GIVEN EXERCISE 1 ▸ Rewrite the passage of the mailing-list post on the maximum number of groups that begins "The summary says" and ends "individual level random effect." as a short list, keeping its main facts.

DOCUMENT EXTRACT ▸
[start]
[R-sig-ME] What is the maximum number of groups?

Tue Jan 6 19:55:57 CET 2009

Right - I hadn't thought about it that way, but I think a 
"binomial-lognormal" is correct:

log(p/(1-p) = X*Beta + epsilon

episilon~N(0,sigma)

The summary says I have 300 groups and 300 observations, so the random 
effects vector is the same size as the dataset. If I attempt to include 
the "siteyear" level variation as a random effect I get the message 

Error in mer_finalize(ans) : q = 310 > n = 300

which is the error described in the previous posts. So its working here 
because I only have the individual level random effect. 

cheers,

Drew Tyre

School of Natural Resources
University of Nebraska-Lincoln
416 Hardin Hall, East Campus
3310 Holdrege Street
Lincoln, NE 68583-0974

phone: +1 402 472 4054 
fax: +1 402 472 2946
email: atyre2 at unl.edu
http://snr.unl.edu/tyre

Ben Bolker <bolker at ufl.edu> 
Sent by: r-sig-mixed-models-bounces at r-project.org
01/06/2009 09:13 AM

To
Andrew J Tyre <atyre2 at unlnotes.unl.edu>, R Mixed Models 
<r-sig-mixed-models at r-project.org>
cc

Subject
Re: [R-sig-ME] What is the maximum number of groups?
[end]
ENTRIES SHOWN ▸
[start]
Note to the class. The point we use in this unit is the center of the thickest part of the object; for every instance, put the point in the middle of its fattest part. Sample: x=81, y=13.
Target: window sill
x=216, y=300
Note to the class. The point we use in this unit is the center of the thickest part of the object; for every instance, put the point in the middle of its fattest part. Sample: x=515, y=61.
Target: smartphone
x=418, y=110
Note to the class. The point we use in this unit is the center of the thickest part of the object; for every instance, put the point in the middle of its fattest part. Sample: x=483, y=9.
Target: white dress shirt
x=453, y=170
[end]
GIVEN EXERCISE 2 ▸ Transcribe the stretch of the listing from the line that contains "Sample: x=515, y=61." through the end of the listing.

WORKED SOLUTION 1 ▸
- The summary shows 300 groups and 300 observations, so the random effects vector is the same size as the dataset.
- Including the "siteyear" level variation as a random effect produces the message "Error in mer_finalize(ans) : q = 310 > n = 300".
- This is the error described in the previous posts.
- The model works here because it has only the individual level random effect.

WORKED SOLUTION 2 ▸
Note to the class. The point we use in this unit is the center of the thickest part of the object; for every instance, put the point in the middle of its fattest part. Sample: x=515, y=61.
Target: smartphone
x=418, y=110
Note to the class. The point we use in this unit is the center of the thickest part of the object; for every instance, put the point in the middle of its fattest part. Sample: x=483, y=9.
Target: white dress shirt
x=453, y=170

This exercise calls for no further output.